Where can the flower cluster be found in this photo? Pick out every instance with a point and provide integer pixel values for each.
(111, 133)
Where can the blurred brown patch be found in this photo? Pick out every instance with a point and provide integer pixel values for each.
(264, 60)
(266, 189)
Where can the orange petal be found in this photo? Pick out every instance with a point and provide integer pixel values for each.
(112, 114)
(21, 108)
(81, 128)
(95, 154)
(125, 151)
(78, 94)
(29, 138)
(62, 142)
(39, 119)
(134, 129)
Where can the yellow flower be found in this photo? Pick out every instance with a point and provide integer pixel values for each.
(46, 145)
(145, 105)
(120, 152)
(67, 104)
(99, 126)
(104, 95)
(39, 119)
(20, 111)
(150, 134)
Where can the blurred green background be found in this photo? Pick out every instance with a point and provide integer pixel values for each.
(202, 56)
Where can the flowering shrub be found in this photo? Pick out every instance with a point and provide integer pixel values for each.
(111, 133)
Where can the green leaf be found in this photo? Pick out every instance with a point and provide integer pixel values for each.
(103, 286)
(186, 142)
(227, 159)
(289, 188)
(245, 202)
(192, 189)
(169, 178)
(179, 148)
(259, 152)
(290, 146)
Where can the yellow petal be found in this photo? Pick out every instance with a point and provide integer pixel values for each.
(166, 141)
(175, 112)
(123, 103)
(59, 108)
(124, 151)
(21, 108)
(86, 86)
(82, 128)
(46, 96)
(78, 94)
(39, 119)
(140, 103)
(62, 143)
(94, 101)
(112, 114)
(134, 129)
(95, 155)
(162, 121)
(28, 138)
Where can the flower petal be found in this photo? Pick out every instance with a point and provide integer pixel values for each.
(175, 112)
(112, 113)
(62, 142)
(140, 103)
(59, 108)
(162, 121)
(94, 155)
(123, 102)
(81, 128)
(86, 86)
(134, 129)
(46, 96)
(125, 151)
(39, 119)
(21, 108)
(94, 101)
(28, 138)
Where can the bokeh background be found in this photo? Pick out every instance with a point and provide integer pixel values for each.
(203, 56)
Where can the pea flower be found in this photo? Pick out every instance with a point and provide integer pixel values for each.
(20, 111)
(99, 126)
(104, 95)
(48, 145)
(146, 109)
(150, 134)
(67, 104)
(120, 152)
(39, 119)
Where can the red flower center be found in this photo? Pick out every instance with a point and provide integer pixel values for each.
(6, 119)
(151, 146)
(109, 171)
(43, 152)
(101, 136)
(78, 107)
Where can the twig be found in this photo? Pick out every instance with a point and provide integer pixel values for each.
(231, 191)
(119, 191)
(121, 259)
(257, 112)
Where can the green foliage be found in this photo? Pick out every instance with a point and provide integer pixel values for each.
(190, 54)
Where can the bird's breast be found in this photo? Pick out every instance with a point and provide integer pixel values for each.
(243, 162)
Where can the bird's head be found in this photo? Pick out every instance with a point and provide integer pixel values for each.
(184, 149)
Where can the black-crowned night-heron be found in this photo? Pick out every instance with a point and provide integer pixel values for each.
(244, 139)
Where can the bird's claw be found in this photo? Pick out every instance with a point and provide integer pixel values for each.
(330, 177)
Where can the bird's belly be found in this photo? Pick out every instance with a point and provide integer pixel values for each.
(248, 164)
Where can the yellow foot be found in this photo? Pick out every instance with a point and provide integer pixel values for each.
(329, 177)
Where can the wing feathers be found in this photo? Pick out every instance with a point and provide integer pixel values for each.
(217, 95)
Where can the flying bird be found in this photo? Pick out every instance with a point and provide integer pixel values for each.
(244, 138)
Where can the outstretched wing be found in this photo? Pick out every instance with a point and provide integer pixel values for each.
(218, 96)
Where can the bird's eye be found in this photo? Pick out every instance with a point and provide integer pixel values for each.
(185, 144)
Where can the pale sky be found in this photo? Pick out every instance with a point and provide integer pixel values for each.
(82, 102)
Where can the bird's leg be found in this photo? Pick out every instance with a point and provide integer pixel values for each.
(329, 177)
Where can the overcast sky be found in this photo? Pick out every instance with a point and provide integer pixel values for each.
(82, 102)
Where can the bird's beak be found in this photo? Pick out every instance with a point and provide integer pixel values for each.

•••••

Exercise goal:
Arrange the data from the line containing "Where can the bird's belly" through the final line as a Markdown table with columns Entry and Text, numbering each row and omitting blank lines.

Solution for this task:
| Entry | Text |
|---|---|
| 1 | Where can the bird's belly be found in this photo? Pick out every instance with a point and provide integer pixel values for each. |
| 2 | (248, 164) |
| 3 | Where can the yellow foot be found in this photo? Pick out every instance with a point and provide integer pixel values for each. |
| 4 | (329, 177) |
| 5 | Where can the wing feathers be found in this photo? Pick out every instance with a point and provide integer pixel values for each. |
| 6 | (217, 95) |
| 7 | Where can the flying bird be found in this photo? Pick out every instance with a point and provide integer pixel values for each. |
| 8 | (244, 138) |
| 9 | Where can the outstretched wing be found in this photo? Pick out every instance with a point and provide integer pixel values for each. |
| 10 | (218, 96) |
| 11 | Where can the bird's eye be found in this photo? Pick out every instance with a point and provide integer pixel values for each. |
| 12 | (185, 144) |
| 13 | Where can the pale sky be found in this photo? Pick out every instance with a point and provide integer pixel values for each. |
| 14 | (82, 102) |
| 15 | Where can the bird's leg be found in this photo? Pick out every instance with a point and provide integer pixel values for each. |
| 16 | (329, 177) |
| 17 | Where can the overcast sky be found in this photo? Pick out every instance with a point and provide integer pixel values for each. |
| 18 | (82, 102) |
| 19 | Where can the bird's beak be found in this photo? Pick out every instance with a point and provide integer pixel values for each. |